## Source text

--- --- ---

Sprites Trigger Sky-High Chemistry

High-altitude lightning is visually stunning, but is it also a player in atmospheric chemistry?

Ivan Amato

Courtesy of Steven Cummer

Jellyfish In the Sky This sequence of video frames outlines how a lightninglike sprite unfolded in the atmosphere high above the thunderstorm that triggered it this past Aug. 13 in the foothills of the Rockies. The entire sequence spans less than 3 milliseconds.

In less time than it takes a hummingbird to flap its wings once, a recently discovered form of high-altitude lightning can come and go, but not before spreading its multiple-branching red streamers with blue tips over 10,000 km3 of the atmosphere. The largest mountains on the planet could fit within the same volume with lots of room to spare.

"These things are huge," says physicist Davis Sentman of the University of Alaska, Fairbanks. In 1993, he was one of the first scientists to suggest that these massive, albeit sub-eyeblink, electrical events called sprites could be significant players in the fantastically complex brew of atmospheric chemistry. Their come-and-go shapes have been variously described as resembling jellyfish, picket fences, palm trees, and upside-down carrots.

Although pilots and others had for decades sporadically claimed to catch glimpses of what would become known as sprites, only in 1989 was the first sprite caught on film. And it was an accident.

On July 9 of that year, the late University of Minnesota atmospheric physicist John Winckler, a longtime investigator of high-altitude phenomena, was at an observatory about 40 miles northeast of the Twin Cities, testing a low-light-level video camera system for a forthcoming rocket test. During the test, the camera recorded a flash of light above the horizon. Without intending to, Winckler and his students had become the first to capture a sprite on tape. It was a transformative accident that rendered sprites a defensible, verifiable phenomenon to study.

Ever since, a slowly growing club of researchers has been chasing sprites and related so-called transient luminous events (TLEs) with names like "blue jets," "giant jets," "elves," and "trolls."

--- --- ---

[Part of a data file]
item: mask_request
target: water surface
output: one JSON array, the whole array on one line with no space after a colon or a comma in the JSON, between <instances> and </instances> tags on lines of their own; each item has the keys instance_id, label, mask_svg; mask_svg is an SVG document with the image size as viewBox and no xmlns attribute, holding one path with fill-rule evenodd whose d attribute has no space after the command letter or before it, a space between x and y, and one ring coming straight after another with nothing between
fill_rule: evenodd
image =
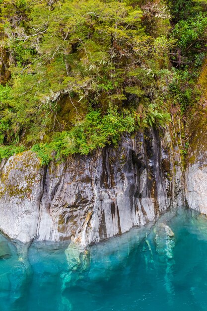
<instances>
[{"instance_id":1,"label":"water surface","mask_svg":"<svg viewBox=\"0 0 207 311\"><path fill-rule=\"evenodd\" d=\"M87 250L36 243L27 254L0 236L1 311L206 311L207 218L179 209L159 222L174 237L149 224Z\"/></svg>"}]
</instances>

--- --- ---

## Task to complete
According to the text on sprites, who first captured a sprite on tape, and in what year?

## Response to this exercise
John Winckler, a University of Minnesota atmospheric physicist, and his students, in 1989.